Goal of the exercise> Continue the article on self-replicating robots, starting after its last sentence.

Text for analysis>

The researcher adds that, while the robot is a relatively simple device, it strengthens the case of scientists who believe self-reproduction isn't unique to living organisms and that in the future machines will be able to clone themselves.

If so, the implications for some fields, including nanotechnology and space exploration, could be huge.

 

"Consider a robotic mission to a remote planet," Lipson said. "If a traditional robot is sent and it breaks, the mission is over. But if modular robots are sent over with a supply of materials, and a fault happens, they may be able to self-repair."

 

Recycling Robots

The researcher suggests such robots could adapt to solve problems.

"If a new, unforeseen task emerges, a robot might construct a new, more suitable robot from scratch, and then the new robot will dismantle the old robot," he said. "These kinds of scenarios, where machines sustain themselves and adapt by consuming and recycling components, get a little closer to the way biology works."

 

The prevailing view holds that self-replication is an ability that organisms or objects either have in full or lack entirely. But Lipson's team theorizes that self-replication isn't a yes-or-no proposition, but exists at varying degrees.

 

The researchers present their new robot as an example of this theory.

The team says the extent to which something is self-replicating depends on many factors. For example, mineral crystals build exact replicas of themselves, but only in a solution. By contrast, rabbits reproduce themselves less accurately than crystals do but are less dependent on a specific environment.

[Source records]
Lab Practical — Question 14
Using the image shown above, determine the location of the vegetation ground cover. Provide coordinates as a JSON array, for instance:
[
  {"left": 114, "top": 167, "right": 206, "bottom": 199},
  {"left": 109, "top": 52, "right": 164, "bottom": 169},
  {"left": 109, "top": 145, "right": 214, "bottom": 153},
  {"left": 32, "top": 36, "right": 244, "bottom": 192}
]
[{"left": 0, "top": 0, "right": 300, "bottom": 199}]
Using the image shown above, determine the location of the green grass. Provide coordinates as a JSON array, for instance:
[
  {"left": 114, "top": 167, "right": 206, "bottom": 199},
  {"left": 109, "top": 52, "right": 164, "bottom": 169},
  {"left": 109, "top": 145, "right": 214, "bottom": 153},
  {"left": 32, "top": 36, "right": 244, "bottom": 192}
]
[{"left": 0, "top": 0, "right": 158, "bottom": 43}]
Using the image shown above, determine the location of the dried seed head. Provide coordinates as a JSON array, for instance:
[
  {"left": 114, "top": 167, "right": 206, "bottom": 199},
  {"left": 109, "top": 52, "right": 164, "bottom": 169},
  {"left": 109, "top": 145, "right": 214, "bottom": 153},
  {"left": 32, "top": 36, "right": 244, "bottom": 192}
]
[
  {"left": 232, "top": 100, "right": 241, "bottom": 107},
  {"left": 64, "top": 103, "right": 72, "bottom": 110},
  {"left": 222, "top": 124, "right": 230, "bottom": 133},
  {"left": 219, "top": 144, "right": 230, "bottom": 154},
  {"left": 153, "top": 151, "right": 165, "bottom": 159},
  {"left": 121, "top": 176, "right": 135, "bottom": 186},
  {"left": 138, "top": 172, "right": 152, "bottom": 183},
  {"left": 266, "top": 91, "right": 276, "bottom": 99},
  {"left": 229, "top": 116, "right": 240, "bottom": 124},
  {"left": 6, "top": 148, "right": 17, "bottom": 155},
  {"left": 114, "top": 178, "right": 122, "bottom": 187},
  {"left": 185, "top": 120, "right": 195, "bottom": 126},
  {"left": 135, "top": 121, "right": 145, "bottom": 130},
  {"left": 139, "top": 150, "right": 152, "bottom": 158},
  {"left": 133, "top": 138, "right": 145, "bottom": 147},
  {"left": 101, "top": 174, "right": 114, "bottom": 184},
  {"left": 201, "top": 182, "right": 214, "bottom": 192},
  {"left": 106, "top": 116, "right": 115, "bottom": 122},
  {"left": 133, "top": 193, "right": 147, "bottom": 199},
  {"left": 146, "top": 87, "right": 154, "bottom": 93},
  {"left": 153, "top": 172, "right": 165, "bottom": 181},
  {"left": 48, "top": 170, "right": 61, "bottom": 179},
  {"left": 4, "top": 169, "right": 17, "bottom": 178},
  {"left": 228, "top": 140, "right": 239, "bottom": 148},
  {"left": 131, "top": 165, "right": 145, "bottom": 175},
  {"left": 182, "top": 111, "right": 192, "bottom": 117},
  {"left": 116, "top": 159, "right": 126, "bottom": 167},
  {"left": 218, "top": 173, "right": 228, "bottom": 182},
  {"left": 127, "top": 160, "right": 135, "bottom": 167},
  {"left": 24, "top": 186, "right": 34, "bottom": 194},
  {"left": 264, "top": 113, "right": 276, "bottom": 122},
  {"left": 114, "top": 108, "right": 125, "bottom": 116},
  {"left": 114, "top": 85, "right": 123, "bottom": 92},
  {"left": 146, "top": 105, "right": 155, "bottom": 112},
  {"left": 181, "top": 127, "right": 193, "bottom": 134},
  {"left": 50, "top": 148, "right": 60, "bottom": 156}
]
---
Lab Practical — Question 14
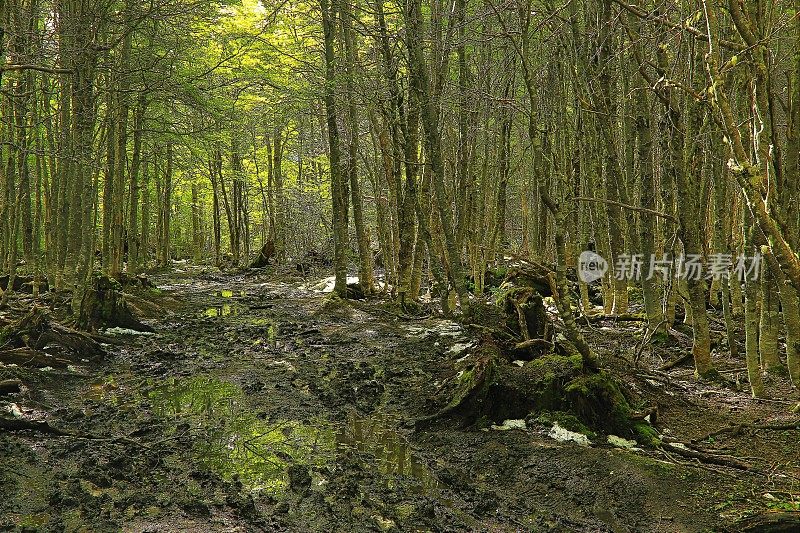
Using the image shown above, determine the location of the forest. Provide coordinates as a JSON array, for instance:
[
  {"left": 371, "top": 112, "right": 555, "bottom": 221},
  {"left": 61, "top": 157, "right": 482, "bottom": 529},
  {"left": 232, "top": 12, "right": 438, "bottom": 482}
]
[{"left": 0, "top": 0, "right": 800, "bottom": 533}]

Response area>
Through understanding the principles of self-replication in nature, the team aims to make robots that are more robust and adaptive.

 

"We are interested in making a practical robot that can self-reproduce but also do something useful," Lipson said. "We are also interested in making these machines at microscale."

 

Nanotechnology involves the precise manipulation of atoms and molecules to create structures around the scale of one billionth of a meter. Proponents say this fast-expanding field, seen by some as the next industrial revolution, could potentially change the way almost everything is manufactured, from medicines to automobiles.

 

More advanced nanotechnology could see the creation of nanomachines. For instance, so-called nanobots could be programmed to attack and reconstruct the cells of cancer patients or perform surgeries a thousand times more precise than currently possible.

 

Low-Cost Production

A crucial objective of nanotechnology is to make products inexpensively, says Ralph Merckle, a professor at the Georgia Institute of Technology's College of Computing in Atlanta.

 

"While the ability to make a few very small, very precise molecular machines very expensively would clearly be a major scientific achievement, it would not fundamentally change how we make most products," he said.

What's needed, he says, are huge numbers of robots working together at a molecular scale. Self-replication is seen as a way of achieving this, using nanobots that can create copies of themselves to form vast numbers of microscopic assemblers.

 

Such a scenario has sparked fears among environmentalists and others who have warned of an apocalyptic "gray goo" event, with self-replicating nanobots possibly running amok and consuming the planet in a matter of days.

Indeed, researchers at Rice University in Texas recently reported that nanosize buckyballs (soccer ball-shaped carbon molecules) are water soluble and can interfere with the respiration of soil microbes.

 

And last year scientists at Southern Methodist University, also in Texas, reported that those same molecules, often used in nanotechnology, cause brain damage in certain fish.

 

Prince Charles, heir to the British throne, is one of the more visible public figures to voice concerns over the potentially "enormous environmental and social risks" of nanotechnology.

 

However, proponents counter that the risks associated with self-replicating machines have been much exaggerated.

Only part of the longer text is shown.